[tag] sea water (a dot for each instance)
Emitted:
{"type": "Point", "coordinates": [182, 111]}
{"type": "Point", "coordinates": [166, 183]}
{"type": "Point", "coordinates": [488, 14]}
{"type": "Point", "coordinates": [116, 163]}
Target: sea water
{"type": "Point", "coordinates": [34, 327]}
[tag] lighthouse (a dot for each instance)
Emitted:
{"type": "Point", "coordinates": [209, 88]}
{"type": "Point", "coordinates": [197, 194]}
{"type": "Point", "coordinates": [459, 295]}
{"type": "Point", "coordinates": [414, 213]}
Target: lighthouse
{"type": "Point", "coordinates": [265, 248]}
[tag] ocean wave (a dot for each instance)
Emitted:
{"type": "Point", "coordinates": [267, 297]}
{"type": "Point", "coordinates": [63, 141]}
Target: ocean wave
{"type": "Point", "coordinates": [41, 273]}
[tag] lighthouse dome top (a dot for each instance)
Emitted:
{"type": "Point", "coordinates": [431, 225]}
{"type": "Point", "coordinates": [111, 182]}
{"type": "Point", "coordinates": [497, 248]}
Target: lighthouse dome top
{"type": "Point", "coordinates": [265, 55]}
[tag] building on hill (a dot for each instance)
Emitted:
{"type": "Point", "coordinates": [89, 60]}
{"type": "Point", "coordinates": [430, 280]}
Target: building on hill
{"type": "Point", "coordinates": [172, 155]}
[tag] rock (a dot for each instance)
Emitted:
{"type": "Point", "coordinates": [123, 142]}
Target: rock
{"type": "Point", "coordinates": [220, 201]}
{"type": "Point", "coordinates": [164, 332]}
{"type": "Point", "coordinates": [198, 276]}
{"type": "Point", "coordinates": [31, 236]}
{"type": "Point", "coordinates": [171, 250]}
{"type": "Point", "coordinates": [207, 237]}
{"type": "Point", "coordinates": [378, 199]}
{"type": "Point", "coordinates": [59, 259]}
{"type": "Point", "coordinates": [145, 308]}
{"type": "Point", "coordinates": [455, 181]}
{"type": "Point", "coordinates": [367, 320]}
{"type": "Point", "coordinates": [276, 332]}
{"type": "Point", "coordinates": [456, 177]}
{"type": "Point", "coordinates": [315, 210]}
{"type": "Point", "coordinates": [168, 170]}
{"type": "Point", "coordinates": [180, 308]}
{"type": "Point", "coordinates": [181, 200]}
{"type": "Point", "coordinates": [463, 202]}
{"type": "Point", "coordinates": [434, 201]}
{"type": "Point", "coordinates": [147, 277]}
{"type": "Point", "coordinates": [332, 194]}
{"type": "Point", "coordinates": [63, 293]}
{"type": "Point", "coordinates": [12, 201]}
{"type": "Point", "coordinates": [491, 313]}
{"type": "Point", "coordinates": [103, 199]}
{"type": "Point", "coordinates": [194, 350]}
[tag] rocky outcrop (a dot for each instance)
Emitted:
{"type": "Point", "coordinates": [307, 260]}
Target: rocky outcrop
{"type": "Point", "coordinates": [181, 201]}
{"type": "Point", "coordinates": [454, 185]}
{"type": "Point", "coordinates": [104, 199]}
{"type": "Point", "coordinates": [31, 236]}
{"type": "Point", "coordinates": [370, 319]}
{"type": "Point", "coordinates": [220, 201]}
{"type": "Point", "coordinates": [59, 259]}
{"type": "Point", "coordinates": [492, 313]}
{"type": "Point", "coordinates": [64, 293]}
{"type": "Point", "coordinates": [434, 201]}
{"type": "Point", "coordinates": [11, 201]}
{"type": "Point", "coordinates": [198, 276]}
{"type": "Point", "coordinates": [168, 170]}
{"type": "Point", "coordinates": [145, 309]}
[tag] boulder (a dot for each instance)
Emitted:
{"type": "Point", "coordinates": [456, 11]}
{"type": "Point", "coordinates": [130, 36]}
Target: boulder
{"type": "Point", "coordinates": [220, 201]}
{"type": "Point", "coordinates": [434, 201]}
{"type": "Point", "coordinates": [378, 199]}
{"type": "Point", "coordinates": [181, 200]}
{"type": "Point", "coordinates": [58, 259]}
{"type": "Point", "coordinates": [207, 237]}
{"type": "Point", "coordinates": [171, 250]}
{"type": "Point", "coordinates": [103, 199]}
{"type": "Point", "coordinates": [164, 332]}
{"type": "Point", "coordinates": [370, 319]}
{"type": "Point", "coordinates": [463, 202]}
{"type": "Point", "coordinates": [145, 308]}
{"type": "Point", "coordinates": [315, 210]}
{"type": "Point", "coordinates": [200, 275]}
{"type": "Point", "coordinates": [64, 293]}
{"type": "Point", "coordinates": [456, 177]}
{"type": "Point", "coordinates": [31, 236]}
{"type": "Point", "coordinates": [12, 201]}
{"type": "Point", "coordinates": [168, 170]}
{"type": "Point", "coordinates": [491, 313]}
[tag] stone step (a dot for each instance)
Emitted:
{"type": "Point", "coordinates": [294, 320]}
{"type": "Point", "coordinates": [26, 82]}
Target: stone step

___

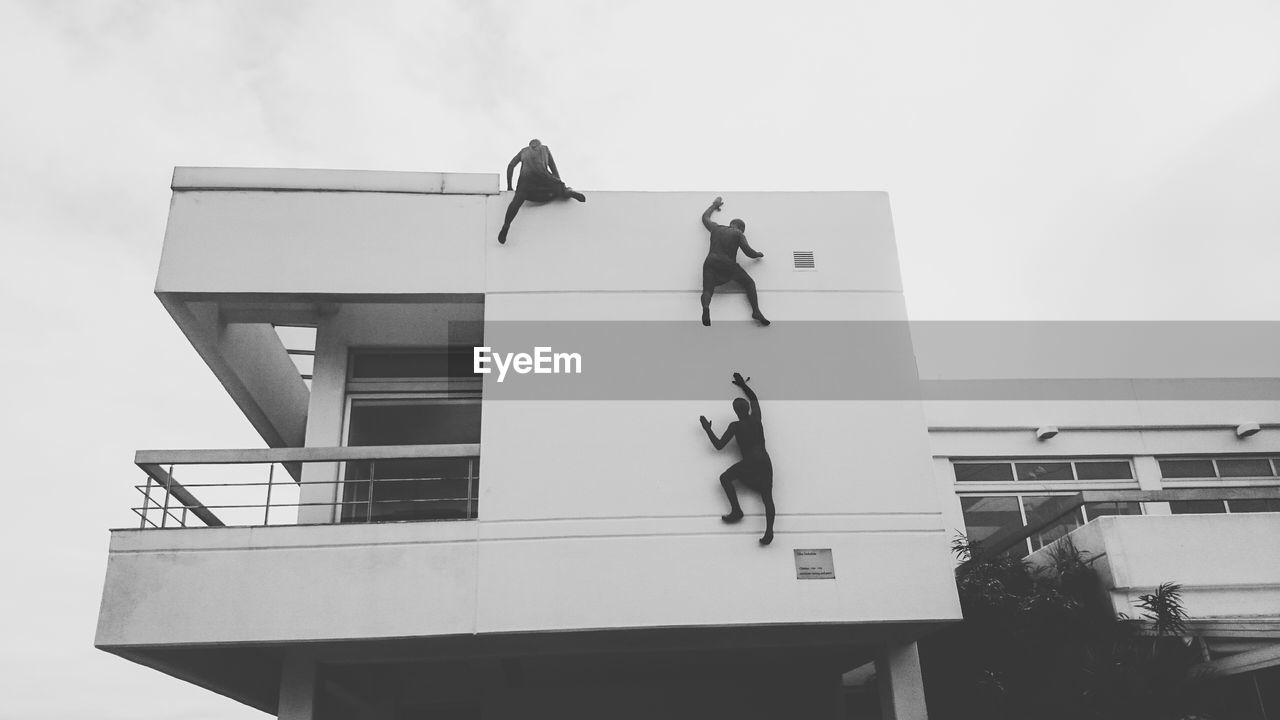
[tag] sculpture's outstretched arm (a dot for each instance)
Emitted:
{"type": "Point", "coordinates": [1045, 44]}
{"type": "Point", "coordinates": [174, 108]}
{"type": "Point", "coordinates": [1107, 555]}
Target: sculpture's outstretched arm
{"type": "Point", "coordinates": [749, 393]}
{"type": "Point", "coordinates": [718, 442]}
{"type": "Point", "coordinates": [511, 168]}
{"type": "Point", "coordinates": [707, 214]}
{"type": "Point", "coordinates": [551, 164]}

___

--- WORK TASK ---
Give the number of lines above that contain the word "stone", with no other text.

--- ANSWER SECTION ---
2